*COMPLETA LO SIGUIENTE:*
- a) Devuelve sin cambios el tramo del texto sobre la narrativa de Alfredo Pita que va desde "Y aquí está" hasta "disfrazado de emancipación.".
- b) Prosigue el texto sobre la narrativa de Alfredo Pita a partir de su última oración.

*FRAGMENTO DE ORIGEN:*
::::

Y aquí está otra de las claves de la narrativa de Alfredo Pita, la conciencia moral (que no moralista) con que observa la violencia, la “banalidad del mal” que dijera Hanna Arendt, convertida en trivial compañía cotidiana; la consciencia de sus consecuencias, de la bilis que deja a su paso, impregnándolo todo; del rastro de sangre imposible de borrar. La sombra del Aneto es al respecto un relato implacable que muestra la ductilidad de la mirada de Pita, dispuesta a escrutar los acontecimientos que ve como próximos desde su experiencia de la violencia peruana. Aún cuando esto le lleve a enfrentarse a la violencia de España, la del País Vasco, la de ETA. Su perspectiva es la opuesta de la reivindicación del “tiro fijo”, y de todas las violencias políticas habidas y por haber, la antítesis del culto ritual de la sangre disfrazado de emancipación.

::::

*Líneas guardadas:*
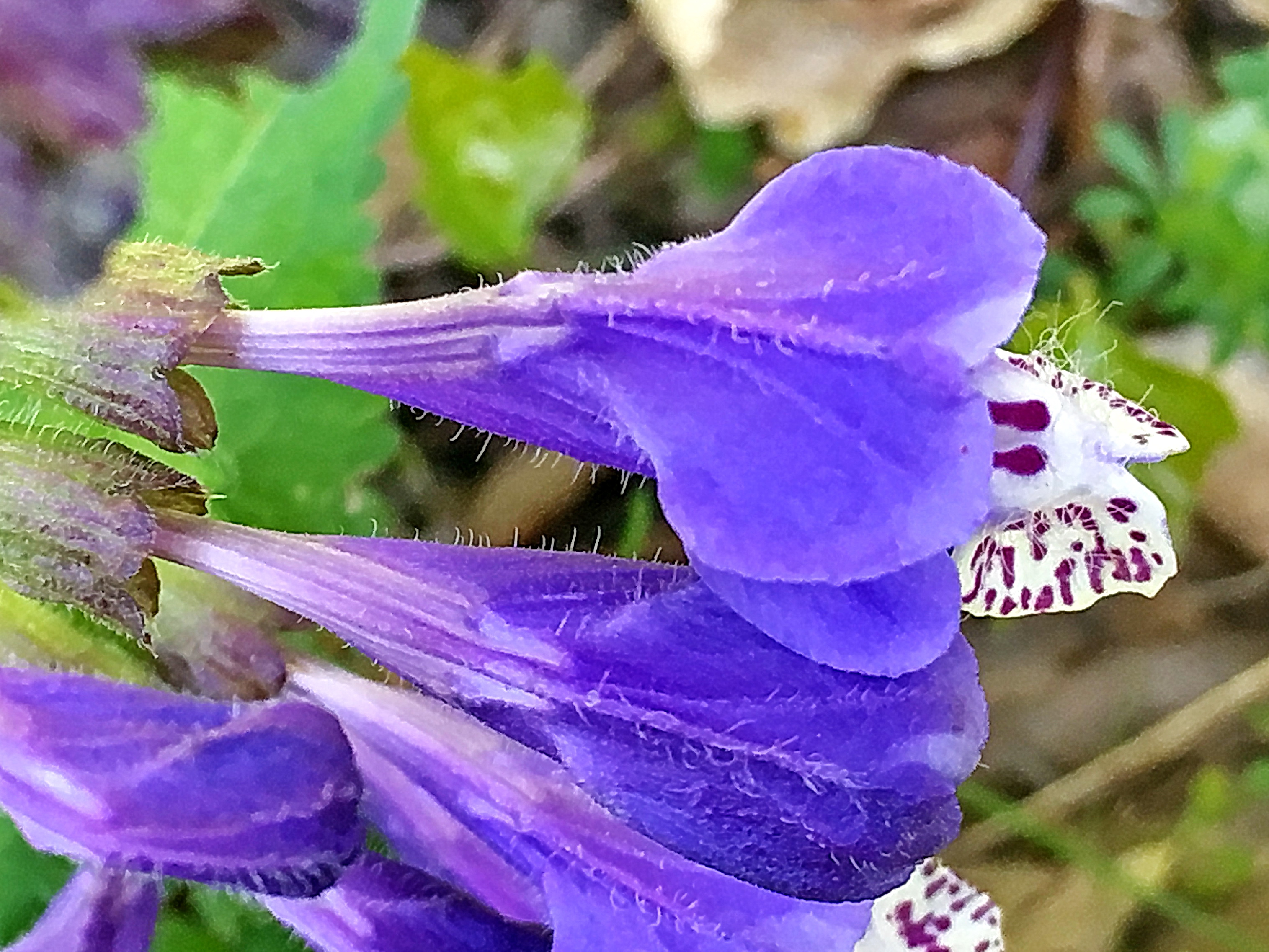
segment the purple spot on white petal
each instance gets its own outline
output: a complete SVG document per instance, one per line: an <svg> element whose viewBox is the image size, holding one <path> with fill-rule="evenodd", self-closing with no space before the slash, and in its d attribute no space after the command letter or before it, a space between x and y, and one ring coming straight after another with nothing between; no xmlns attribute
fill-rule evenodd
<svg viewBox="0 0 1269 952"><path fill-rule="evenodd" d="M1030 443L991 454L991 465L1015 476L1034 476L1048 463L1044 451Z"/></svg>
<svg viewBox="0 0 1269 952"><path fill-rule="evenodd" d="M1063 559L1053 570L1053 578L1057 580L1057 592L1062 598L1062 604L1065 605L1075 604L1075 595L1071 592L1071 572L1074 571L1074 559Z"/></svg>
<svg viewBox="0 0 1269 952"><path fill-rule="evenodd" d="M1011 400L987 402L987 413L997 426L1013 426L1024 433L1039 433L1048 428L1052 419L1048 405L1043 400Z"/></svg>

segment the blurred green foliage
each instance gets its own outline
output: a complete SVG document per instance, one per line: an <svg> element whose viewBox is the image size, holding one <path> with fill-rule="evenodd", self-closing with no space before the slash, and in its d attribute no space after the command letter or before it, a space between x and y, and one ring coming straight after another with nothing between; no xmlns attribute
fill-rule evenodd
<svg viewBox="0 0 1269 952"><path fill-rule="evenodd" d="M321 83L294 89L245 76L235 96L159 77L154 124L140 147L145 208L136 236L275 263L231 293L258 307L377 301L367 260L376 228L362 203L381 178L379 140L405 105L396 62L421 0L369 0L363 32ZM206 368L221 437L204 454L175 456L48 400L0 393L0 415L112 435L185 470L223 498L213 514L270 528L367 533L387 508L363 485L395 451L387 401L325 381ZM150 659L77 613L0 592L0 642L14 658L56 649L60 663L145 682ZM6 641L8 638L8 641ZM11 644L9 644L11 642ZM56 644L55 644L56 642ZM20 649L20 650L19 650ZM0 815L0 944L25 932L72 864L32 849ZM169 882L156 952L294 952L306 948L261 906Z"/></svg>
<svg viewBox="0 0 1269 952"><path fill-rule="evenodd" d="M405 104L396 61L420 0L373 0L363 32L321 83L249 76L240 94L155 80L141 145L145 207L136 234L250 254L270 272L231 279L255 307L378 300L362 203L382 176L374 155ZM221 437L198 458L165 457L222 498L220 518L275 529L367 534L388 510L362 485L396 447L387 401L283 374L201 369Z"/></svg>
<svg viewBox="0 0 1269 952"><path fill-rule="evenodd" d="M758 160L753 128L700 126L694 145L697 179L709 198L726 198L753 179Z"/></svg>
<svg viewBox="0 0 1269 952"><path fill-rule="evenodd" d="M415 43L401 65L419 207L470 265L523 264L538 216L581 160L586 102L538 55L495 74Z"/></svg>
<svg viewBox="0 0 1269 952"><path fill-rule="evenodd" d="M264 906L231 892L168 880L150 952L302 952L307 944Z"/></svg>
<svg viewBox="0 0 1269 952"><path fill-rule="evenodd" d="M1157 151L1127 126L1103 127L1122 184L1085 192L1075 212L1128 316L1203 324L1223 360L1245 343L1269 345L1269 51L1225 60L1218 77L1225 100L1167 110Z"/></svg>

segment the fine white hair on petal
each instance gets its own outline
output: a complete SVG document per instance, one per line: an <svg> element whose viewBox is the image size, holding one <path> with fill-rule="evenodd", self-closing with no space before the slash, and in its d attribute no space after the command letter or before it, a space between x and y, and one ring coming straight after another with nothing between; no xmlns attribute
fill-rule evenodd
<svg viewBox="0 0 1269 952"><path fill-rule="evenodd" d="M1176 428L1047 357L975 372L995 423L991 513L953 551L962 607L1016 617L1154 595L1176 572L1162 503L1126 468L1189 448Z"/></svg>
<svg viewBox="0 0 1269 952"><path fill-rule="evenodd" d="M1000 909L935 859L873 902L854 952L1004 952Z"/></svg>

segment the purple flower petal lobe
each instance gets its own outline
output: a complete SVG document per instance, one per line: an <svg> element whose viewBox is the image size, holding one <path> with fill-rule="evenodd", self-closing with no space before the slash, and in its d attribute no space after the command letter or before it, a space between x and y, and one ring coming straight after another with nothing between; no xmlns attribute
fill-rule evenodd
<svg viewBox="0 0 1269 952"><path fill-rule="evenodd" d="M164 526L164 557L317 621L732 876L871 899L956 833L986 736L961 638L868 678L782 647L673 566Z"/></svg>
<svg viewBox="0 0 1269 952"><path fill-rule="evenodd" d="M702 580L746 621L812 661L895 677L947 651L961 628L961 579L945 552L876 579L758 581L695 562Z"/></svg>
<svg viewBox="0 0 1269 952"><path fill-rule="evenodd" d="M159 916L154 876L85 866L6 952L146 952Z"/></svg>
<svg viewBox="0 0 1269 952"><path fill-rule="evenodd" d="M934 344L972 364L1013 333L1043 253L1016 199L975 169L884 146L827 150L593 310L834 353Z"/></svg>
<svg viewBox="0 0 1269 952"><path fill-rule="evenodd" d="M321 952L549 952L542 927L510 923L421 869L364 856L315 899L264 905Z"/></svg>
<svg viewBox="0 0 1269 952"><path fill-rule="evenodd" d="M312 895L360 848L352 753L310 704L0 669L0 805L41 849Z"/></svg>
<svg viewBox="0 0 1269 952"><path fill-rule="evenodd" d="M869 904L796 900L688 862L434 698L313 665L294 683L340 717L372 793L390 765L542 886L556 952L849 952L864 933Z"/></svg>

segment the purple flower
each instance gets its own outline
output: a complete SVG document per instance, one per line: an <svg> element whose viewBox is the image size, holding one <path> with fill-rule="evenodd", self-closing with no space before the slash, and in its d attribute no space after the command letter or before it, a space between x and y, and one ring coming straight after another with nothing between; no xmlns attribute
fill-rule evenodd
<svg viewBox="0 0 1269 952"><path fill-rule="evenodd" d="M656 476L735 611L815 660L893 675L957 631L947 550L987 517L994 452L970 371L1013 331L1042 250L971 169L836 150L628 273L230 312L187 360L329 377Z"/></svg>
<svg viewBox="0 0 1269 952"><path fill-rule="evenodd" d="M959 636L901 678L840 671L684 567L178 515L155 553L312 618L556 758L652 839L789 895L902 882L956 834L986 737Z"/></svg>
<svg viewBox="0 0 1269 952"><path fill-rule="evenodd" d="M39 849L312 895L360 849L360 779L311 704L0 668L0 807Z"/></svg>
<svg viewBox="0 0 1269 952"><path fill-rule="evenodd" d="M322 952L551 952L547 929L503 919L444 880L362 857L316 899L265 899Z"/></svg>
<svg viewBox="0 0 1269 952"><path fill-rule="evenodd" d="M995 352L1042 251L971 169L835 150L628 273L231 311L185 359L329 377L656 476L733 611L816 661L897 675L952 644L958 594L971 611L1062 611L1152 594L1174 571L1161 505L1124 465L1184 438L1105 387L1056 368L1066 382L1049 387ZM1032 402L1043 425L1016 416ZM1051 526L1055 545L1037 546Z"/></svg>
<svg viewBox="0 0 1269 952"><path fill-rule="evenodd" d="M647 840L547 758L433 698L312 664L293 685L340 717L367 807L402 856L509 916L541 919L555 952L1003 948L991 901L937 863L874 904L780 896ZM279 914L306 905L317 902L269 900Z"/></svg>
<svg viewBox="0 0 1269 952"><path fill-rule="evenodd" d="M159 915L154 876L84 866L8 952L143 952Z"/></svg>

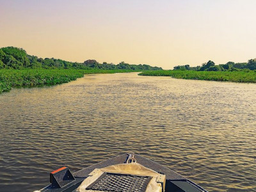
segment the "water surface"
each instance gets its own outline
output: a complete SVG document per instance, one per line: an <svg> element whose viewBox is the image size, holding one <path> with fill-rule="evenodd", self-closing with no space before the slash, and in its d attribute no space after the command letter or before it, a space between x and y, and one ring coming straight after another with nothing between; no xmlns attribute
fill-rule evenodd
<svg viewBox="0 0 256 192"><path fill-rule="evenodd" d="M87 75L0 95L0 191L133 151L209 191L256 191L256 84Z"/></svg>

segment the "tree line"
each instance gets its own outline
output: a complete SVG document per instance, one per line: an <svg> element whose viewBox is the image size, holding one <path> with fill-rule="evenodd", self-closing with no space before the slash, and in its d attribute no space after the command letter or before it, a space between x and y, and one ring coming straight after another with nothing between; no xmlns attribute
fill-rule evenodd
<svg viewBox="0 0 256 192"><path fill-rule="evenodd" d="M99 63L95 60L88 60L83 63L70 62L55 58L41 58L27 54L22 48L7 47L0 49L1 68L76 68L76 69L125 69L132 70L158 70L161 67L148 65L131 65L122 61L113 63Z"/></svg>
<svg viewBox="0 0 256 192"><path fill-rule="evenodd" d="M227 62L226 64L215 65L214 62L209 61L202 64L201 66L190 67L189 65L178 65L173 67L173 70L196 70L196 71L239 71L256 70L256 59L249 60L247 63Z"/></svg>

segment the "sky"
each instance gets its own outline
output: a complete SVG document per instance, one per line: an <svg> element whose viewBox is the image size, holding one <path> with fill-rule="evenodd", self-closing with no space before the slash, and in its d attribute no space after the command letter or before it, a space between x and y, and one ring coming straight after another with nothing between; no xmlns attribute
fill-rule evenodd
<svg viewBox="0 0 256 192"><path fill-rule="evenodd" d="M0 47L174 66L256 58L255 0L0 0Z"/></svg>

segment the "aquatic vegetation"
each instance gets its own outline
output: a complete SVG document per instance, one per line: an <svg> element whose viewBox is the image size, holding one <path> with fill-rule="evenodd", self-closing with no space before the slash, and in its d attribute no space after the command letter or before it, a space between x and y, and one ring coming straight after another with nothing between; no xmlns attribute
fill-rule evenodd
<svg viewBox="0 0 256 192"><path fill-rule="evenodd" d="M147 71L140 76L170 76L177 79L198 79L241 83L256 83L256 72L245 71L192 71L192 70L161 70Z"/></svg>
<svg viewBox="0 0 256 192"><path fill-rule="evenodd" d="M12 87L57 84L76 80L84 74L111 74L131 72L127 70L77 70L77 69L1 69L0 93L10 91ZM133 72L133 70L132 70Z"/></svg>

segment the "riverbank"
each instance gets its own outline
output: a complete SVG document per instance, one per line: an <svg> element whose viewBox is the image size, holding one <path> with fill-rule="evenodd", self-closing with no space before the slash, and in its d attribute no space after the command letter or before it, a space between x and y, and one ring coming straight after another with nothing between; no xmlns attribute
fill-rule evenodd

::::

*RESULTADOS:*
- a)
Y aquí está otra de las claves de la narrativa de Alfredo Pita, la conciencia moral (que no moralista) con que observa la violencia, la “banalidad del mal” que dijera Hanna Arendt, convertida en trivial compañía cotidiana; la consciencia de sus consecuencias, de la bilis que deja a su paso, impregnándolo todo; del rastro de sangre imposible de borrar. La sombra del Aneto es al respecto un relato implacable que muestra la ductilidad de la mirada de Pita, dispuesta a escrutar los acontecimientos que ve como próximos desde su experiencia de la violencia peruana. Aún cuando esto le lleve a enfrentarse a la violencia de España, la del País Vasco, la de ETA. Su perspectiva es la opuesta de la reivindicación del “tiro fijo”, y de todas las violencias políticas habidas y por haber, la antítesis del culto ritual de la sangre disfrazado de emancipación.

- b)
De nuevo, Pita engarza con su tradición: el realismo y la violencia. En narrativa, la aproximación de Manuel Scorza a la violencia en el Perú, en su ciclo de los años setenta La guerra silenciosa (Redoble por Rancas, Historia de Garabombo el invisible, El jinete insomne, Cantar de Agapito Robles, y La tumba del relámpago). Y en todo caso, la conciencia cultural del hecho violento que muestran por ejemplo ensayos como el de Hugo Salazar del Alcázar, Teatro y violencia. Una aproximación al teatro peruano de los 80 [4]. El ciclo novelístico al que pertenece El cazador ausente (El tiempo señalado) promete ser precisamente una reflexión sobre la reciente violencia en el Perú, que arranca en los años setenta/ochenta y llega hasta nuestros días.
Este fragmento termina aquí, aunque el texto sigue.